■ DOCUMENT TEXT
|---|
The Family Court properly reopened the fact-finding hearing to admit Eric's hospital record into evidence (see Sweet v Rios, 113 AD3d 750, 752 [2014]). The hospital record was properly certified and contained the requisite delegation of authority (see Family Ct Act § 1046 [a] [iv]). Moreover, the statements in the hospital record as to how Eric fell were properly admitted pursuant to the business records exception to the hearsay rule, because they were relevant to the diagnosis and treatment of Eric's injuries, and likely were relied upon by hospital personnel in developing a discharge plan to ensure his safety (see People v Ortega, 15 NY3d 610, 617-618 [2010]; People v Atkinson, 150 AD3d 870, 871 [2017]; People v Baught, 138 AD3d 1129, 1129-1130 [2016]; People v Greenlee, 70 AD3d 966, 967 [2010]). Contrary to the father's contention, the fact that the statements were made by the mother and not the 10-month-old child is of no consequence (see Matter of Commissioner of Social Servs. of City of N.Y. v Ligia K., 207 AD2d 488, 488-489 [1994]; United States v Yazzie, 59 F3d 807, 813-814 [9th Cir 1995]).
|---|
(Dataset entries)

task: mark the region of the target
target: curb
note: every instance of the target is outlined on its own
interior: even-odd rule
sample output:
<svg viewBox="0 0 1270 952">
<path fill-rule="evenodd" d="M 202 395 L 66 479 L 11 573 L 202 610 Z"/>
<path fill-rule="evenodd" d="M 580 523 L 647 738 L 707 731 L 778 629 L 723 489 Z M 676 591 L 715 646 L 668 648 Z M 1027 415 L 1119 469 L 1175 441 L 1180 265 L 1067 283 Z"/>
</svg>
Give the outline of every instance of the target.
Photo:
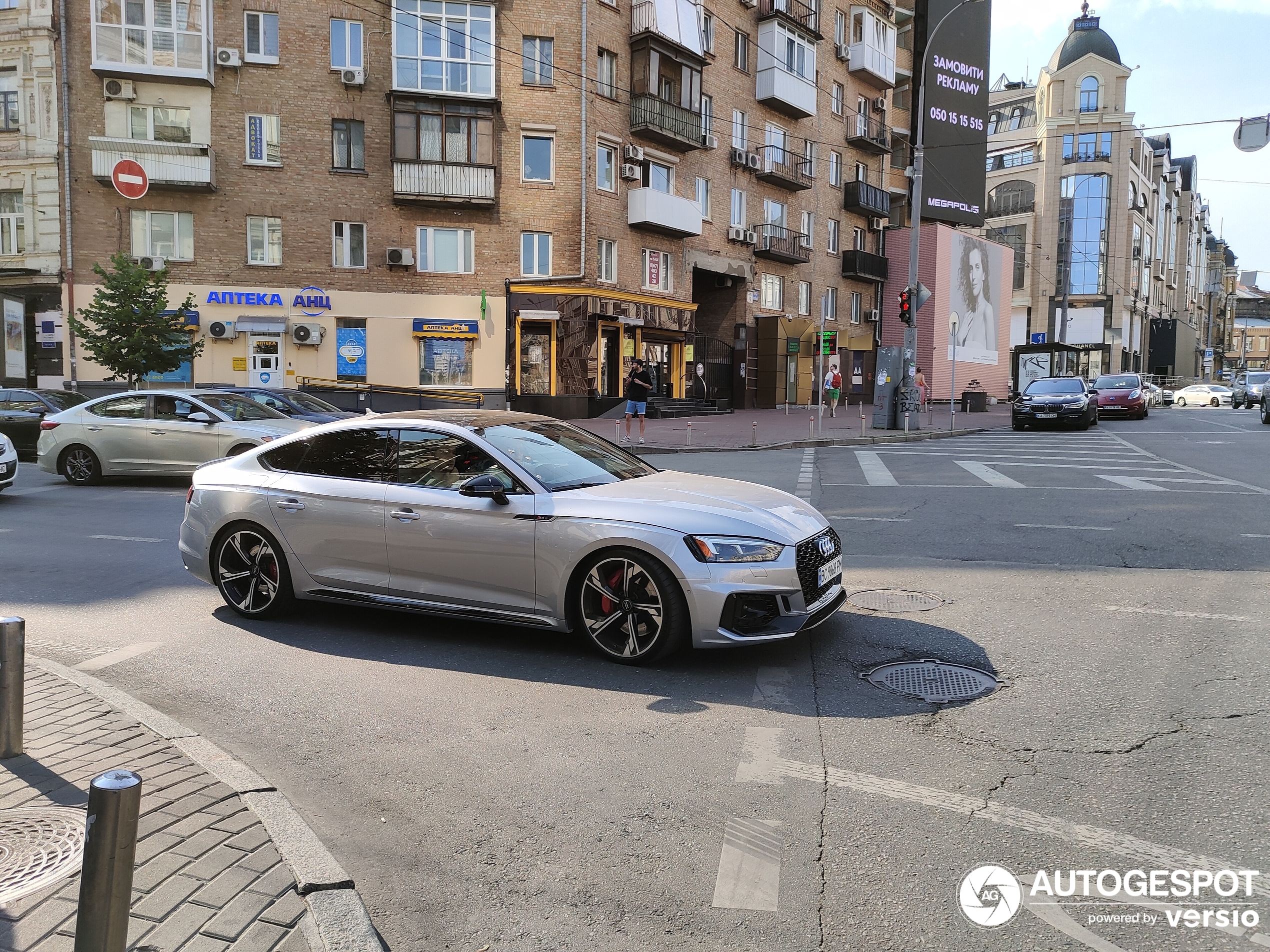
<svg viewBox="0 0 1270 952">
<path fill-rule="evenodd" d="M 353 885 L 353 878 L 321 844 L 318 834 L 304 821 L 277 787 L 235 757 L 221 750 L 207 737 L 178 724 L 161 711 L 127 692 L 74 668 L 27 656 L 36 668 L 77 684 L 116 710 L 135 717 L 164 740 L 170 740 L 185 757 L 212 777 L 234 790 L 264 824 L 274 847 L 296 878 L 296 891 L 309 906 L 316 935 L 306 934 L 310 944 L 318 938 L 325 952 L 384 952 L 380 934 L 371 923 L 366 904 Z"/>
</svg>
|---|
■ QUESTIONS ON THE MATERIAL
1. In the court ruling text, what did the Family Court reopen in order to admit Eric's hospital record into evidence?
2. Pick up the court ruling text from where it stops and keep it going.
The listing has no connection to the court ruling text.

■ SOLVED TASKS
1. The fact-finding hearing.

2.
The finding that the mother neglected Eric was supported by a preponderance of the evidence. There was a history of police being called to the family home. At the fact-finding hearing, when the mother was asked about statements she had made to the police, she either testified that she did not remember making the statements or invoked her right to remain silent. She did not even recall bringing Eric to the hospital to be treated for head trauma as a result of the fall. Under these circumstances, the record supports the Family Court's finding that Eric's physical, mental, or emotional condition was in imminent danger of being harmed as a result of the mother's failure to exercise a minimum degree of care (see Matter of Anthony S. [Dawn N.], 98 AD3d 519, 520 [2012]; Matter of Shalyse WW., 63 AD3d 1193, 1196 [2009]; Matter of Xavier II., 58 AD3d at 900; Matter of Angelique L., 42 AD3d 569, 571-572 [2007]; Matter of Christopher B., 26 AD3d 431, 432 [2006]).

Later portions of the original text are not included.